=== Source ===
Court Affirms Judgment for Baseball Club in Foul Ball Case

Feb 26, 2004

A Minnesota appeals court has affirmed a trial court’s decision to grant summary judgment to a baseball team, which had been sued by a spectator who was hit and injured by a foul ball.
 
In affirming the lower court’s ruling, the appeals court noted that “Minnesota, like other states, has determined that certain sporting events, including baseball games, present inherent risks that are well known to the public, and that anyone who attends those events assumes the risk of injury.”
 
The appeals court found little merit in the plaintiff’s argument that because he was in a concession area and not in his seat, the team owed a special duty to him and others.
 
The incident occurred at a St. Paul Saints baseball game at the Midway Stadium in St. Paul, Minnesota. The plaintiff, Ronald Alwin, had a general admission ticket and was seated in the open-seating, bleacher section of the stands on the third-base side of the field. During the seventh, Alwin left his seat and went to the men’s restroom located in the back of the grandstand on the third-base side of the field. To get there, Alwin walked down the steps of the bleacher section, walked across an area on the ground level near the concession stand, and up the stairway leading to the back of the grandstand and to the restroom. As he walked back to his seat, Alwin was hit in the mouth by a foul ball. The impact of the ball knocked one of Alwin’s teeth out, causing him to need extensive restorative dental procedures.
 
The plaintiff sued, alleging that the defendant, St. Paul Saints Baseball Club, Inc. (the Club), was negligent. The trial court granted summary judgment, and the plaintiff appealed.
 
In reviewing the ruling, the court noted that the Club provides various safety precautions for its spectators, such as “seats behind home plate that are shielded by a protective net.” Further, “each admission ticket warns patrons that they assume the risks and dangers incidental to baseball, including being hit by a bat or batted ball.” There are also “numerous, large warning signs posted throughout the stadium alerting spectators that they could be injured during the baseball game and pre-game warmup by a thrown or batted ball leaving the field of play. Finally, a loudspeaker announcement is made before the game begins, warning spectators to be alert for thrown or batted balls leaving the field of play.”
The court next turned to the duty, if any, that the ballpark owes its spectators. That “limited duty,” noted the court “is to offer the spectators a choice between screened-in seats and seats without protective netting. Swagger v. City of Crystal, 379 N.W.2d 183, 185-86 (Minn. App. 1985), review denied (Minn. Feb. 19, 1986).” The Club met the above threshold.
 
But the plaintiff also sought to expand the duty “to include an additional duty to protect spectators in other areas of the ballpark where they may not actually be watching the ballgame.” Specifically, he argued that, “because he was not in the bleachers but was in the restroom-concession stand area, because the Club reasonably expected people to be in the restroom-concession stand area, and because he could not see the batter or game from that area, he was not a spectator who assumed the risks inherent to the game.” If true, the defendant should be liable, he argued.

=== Problem ===
Using the foul ball article, answer:
1. In which city is Midway Stadium?
2. What did the foul ball do to Alwin's teeth?
3. Which case does the court cite for the ballpark's limited duty to spectators?
The records that follow are from a different source than the text.

=== Information provided ===
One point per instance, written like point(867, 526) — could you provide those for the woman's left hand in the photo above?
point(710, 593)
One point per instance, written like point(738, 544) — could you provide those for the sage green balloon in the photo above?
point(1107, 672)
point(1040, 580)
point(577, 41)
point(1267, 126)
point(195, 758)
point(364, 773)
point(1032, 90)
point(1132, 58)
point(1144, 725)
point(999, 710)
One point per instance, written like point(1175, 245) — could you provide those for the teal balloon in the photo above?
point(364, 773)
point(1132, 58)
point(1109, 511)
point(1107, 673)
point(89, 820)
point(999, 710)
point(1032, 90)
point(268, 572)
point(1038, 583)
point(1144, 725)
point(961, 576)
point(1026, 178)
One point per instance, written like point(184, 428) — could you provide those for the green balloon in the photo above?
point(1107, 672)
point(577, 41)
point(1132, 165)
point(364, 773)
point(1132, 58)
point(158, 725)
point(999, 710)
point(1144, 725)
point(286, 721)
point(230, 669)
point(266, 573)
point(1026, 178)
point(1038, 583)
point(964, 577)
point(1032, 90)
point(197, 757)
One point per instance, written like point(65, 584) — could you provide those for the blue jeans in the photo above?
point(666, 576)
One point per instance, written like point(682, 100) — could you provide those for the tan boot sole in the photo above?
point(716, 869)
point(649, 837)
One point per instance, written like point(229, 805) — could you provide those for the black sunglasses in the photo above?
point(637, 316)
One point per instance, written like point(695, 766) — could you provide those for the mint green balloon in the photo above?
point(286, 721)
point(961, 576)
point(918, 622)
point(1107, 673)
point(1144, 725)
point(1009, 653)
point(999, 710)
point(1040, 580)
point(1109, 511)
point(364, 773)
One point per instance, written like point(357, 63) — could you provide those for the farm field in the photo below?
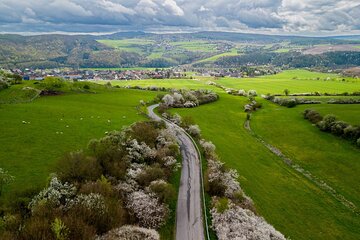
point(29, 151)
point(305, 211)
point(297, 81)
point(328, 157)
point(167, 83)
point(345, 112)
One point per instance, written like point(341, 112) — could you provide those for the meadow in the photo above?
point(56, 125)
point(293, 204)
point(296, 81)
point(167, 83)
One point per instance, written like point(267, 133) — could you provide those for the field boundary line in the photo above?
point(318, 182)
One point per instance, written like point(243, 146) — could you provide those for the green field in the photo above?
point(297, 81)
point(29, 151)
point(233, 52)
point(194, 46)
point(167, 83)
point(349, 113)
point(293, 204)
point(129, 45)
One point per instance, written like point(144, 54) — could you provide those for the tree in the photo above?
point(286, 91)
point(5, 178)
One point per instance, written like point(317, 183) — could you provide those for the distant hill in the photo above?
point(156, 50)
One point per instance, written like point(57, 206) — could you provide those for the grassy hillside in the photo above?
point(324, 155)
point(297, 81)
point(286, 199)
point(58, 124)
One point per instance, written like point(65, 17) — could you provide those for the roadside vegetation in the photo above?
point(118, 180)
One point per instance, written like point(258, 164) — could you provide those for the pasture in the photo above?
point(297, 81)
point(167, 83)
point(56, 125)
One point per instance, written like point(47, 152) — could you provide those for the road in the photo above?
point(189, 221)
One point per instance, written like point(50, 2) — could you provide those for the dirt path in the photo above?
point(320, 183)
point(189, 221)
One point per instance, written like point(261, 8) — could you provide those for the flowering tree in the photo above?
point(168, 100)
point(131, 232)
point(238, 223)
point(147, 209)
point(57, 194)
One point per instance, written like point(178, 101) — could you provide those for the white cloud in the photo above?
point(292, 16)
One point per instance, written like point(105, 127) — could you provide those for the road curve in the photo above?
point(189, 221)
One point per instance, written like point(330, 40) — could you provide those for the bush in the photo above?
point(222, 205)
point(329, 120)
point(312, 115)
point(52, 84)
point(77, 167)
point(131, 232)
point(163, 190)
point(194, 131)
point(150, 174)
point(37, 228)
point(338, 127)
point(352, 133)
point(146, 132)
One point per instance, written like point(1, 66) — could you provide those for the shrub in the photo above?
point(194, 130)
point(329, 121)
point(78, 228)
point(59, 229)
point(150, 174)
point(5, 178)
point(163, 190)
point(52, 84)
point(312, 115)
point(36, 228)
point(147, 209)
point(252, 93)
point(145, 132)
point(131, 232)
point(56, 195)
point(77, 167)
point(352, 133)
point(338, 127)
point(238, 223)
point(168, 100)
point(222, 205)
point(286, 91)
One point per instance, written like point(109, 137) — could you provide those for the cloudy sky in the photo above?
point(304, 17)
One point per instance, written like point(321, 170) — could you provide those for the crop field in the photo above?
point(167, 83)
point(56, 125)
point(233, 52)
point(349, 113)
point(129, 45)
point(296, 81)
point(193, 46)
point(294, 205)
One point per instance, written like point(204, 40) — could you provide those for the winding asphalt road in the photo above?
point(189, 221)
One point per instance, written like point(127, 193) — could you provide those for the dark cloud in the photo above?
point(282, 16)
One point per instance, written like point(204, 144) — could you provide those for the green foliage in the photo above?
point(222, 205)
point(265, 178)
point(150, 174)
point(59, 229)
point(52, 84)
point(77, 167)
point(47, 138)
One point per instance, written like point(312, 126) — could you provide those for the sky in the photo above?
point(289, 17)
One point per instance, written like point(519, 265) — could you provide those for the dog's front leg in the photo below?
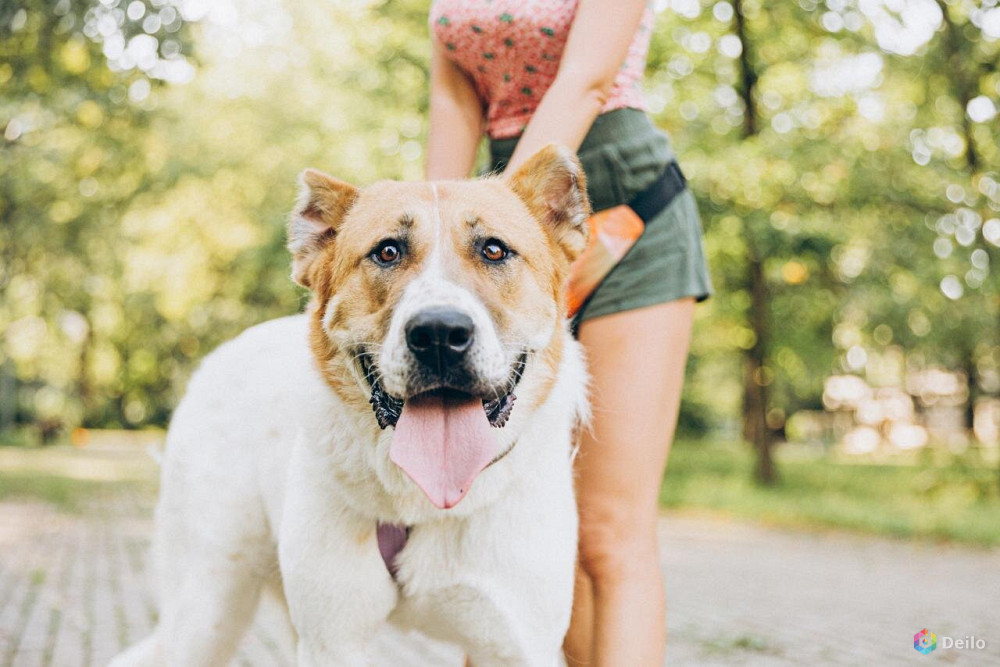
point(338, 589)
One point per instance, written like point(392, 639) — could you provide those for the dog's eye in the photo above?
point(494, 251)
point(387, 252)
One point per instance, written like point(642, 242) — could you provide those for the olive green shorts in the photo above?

* * *

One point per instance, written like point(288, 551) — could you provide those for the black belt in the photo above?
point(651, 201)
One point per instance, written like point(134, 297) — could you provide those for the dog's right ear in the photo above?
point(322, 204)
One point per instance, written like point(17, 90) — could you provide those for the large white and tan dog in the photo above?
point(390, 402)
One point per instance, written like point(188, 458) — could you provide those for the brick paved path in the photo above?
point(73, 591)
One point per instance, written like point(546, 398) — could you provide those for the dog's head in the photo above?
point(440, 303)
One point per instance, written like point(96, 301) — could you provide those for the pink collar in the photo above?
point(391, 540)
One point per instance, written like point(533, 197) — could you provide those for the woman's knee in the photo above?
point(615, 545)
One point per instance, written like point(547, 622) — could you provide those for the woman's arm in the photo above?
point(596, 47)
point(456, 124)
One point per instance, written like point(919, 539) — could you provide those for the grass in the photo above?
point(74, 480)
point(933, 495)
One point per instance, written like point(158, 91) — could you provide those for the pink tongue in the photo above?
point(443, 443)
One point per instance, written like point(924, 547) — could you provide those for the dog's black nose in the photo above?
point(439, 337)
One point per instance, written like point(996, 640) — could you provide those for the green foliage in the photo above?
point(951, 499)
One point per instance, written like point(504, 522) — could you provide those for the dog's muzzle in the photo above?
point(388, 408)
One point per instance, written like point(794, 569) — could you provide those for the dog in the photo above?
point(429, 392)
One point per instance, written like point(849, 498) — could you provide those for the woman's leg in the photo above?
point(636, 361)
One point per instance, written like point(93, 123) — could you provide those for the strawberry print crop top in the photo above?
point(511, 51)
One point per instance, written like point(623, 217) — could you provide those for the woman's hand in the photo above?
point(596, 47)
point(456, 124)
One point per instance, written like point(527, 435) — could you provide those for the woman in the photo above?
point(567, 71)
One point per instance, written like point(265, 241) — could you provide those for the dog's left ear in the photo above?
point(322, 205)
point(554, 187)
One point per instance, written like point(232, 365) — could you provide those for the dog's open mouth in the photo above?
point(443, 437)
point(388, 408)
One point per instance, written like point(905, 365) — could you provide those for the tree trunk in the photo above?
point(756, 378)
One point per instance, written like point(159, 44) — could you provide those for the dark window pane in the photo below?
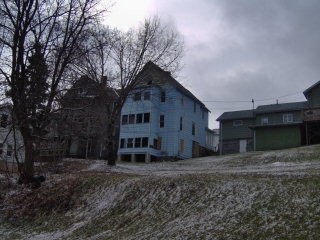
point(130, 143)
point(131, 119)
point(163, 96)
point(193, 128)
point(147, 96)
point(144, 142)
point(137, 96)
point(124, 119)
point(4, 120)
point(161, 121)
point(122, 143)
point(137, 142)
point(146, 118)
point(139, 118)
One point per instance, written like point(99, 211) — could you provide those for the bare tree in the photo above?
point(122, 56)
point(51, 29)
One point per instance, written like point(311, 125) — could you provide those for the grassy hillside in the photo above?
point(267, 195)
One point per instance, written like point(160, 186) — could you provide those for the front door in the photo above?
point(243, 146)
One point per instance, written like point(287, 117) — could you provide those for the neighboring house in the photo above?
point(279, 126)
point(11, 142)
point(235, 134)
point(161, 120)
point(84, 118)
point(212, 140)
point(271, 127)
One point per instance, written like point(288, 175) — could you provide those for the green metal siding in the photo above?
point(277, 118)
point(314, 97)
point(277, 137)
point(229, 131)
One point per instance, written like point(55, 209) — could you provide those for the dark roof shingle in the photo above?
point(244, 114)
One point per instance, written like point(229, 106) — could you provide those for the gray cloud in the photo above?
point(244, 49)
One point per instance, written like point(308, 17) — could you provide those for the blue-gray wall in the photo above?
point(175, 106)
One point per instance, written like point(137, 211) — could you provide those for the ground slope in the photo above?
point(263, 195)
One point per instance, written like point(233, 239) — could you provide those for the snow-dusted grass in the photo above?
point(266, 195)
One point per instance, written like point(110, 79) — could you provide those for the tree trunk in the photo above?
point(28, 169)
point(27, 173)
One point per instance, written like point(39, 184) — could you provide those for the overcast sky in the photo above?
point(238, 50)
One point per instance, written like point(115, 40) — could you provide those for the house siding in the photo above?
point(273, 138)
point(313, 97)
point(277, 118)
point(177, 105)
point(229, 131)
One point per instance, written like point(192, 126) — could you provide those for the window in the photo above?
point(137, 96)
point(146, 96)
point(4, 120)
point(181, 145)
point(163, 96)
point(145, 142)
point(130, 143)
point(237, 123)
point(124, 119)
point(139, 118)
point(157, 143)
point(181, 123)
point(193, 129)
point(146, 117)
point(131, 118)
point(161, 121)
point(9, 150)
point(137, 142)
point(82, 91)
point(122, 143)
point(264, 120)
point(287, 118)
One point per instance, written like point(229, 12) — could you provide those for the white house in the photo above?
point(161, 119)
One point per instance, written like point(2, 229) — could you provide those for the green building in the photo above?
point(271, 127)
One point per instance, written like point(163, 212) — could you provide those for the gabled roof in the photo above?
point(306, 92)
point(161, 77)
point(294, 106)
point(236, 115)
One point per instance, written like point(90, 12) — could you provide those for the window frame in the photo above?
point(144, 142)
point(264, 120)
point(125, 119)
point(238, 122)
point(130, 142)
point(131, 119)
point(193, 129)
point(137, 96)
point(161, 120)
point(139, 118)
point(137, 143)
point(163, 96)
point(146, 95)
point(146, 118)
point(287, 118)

=== Answer for the task ===
1. St. Paul, Minnesota
2. It knocked one of his teeth out.
3. Swagger v. City of Crystal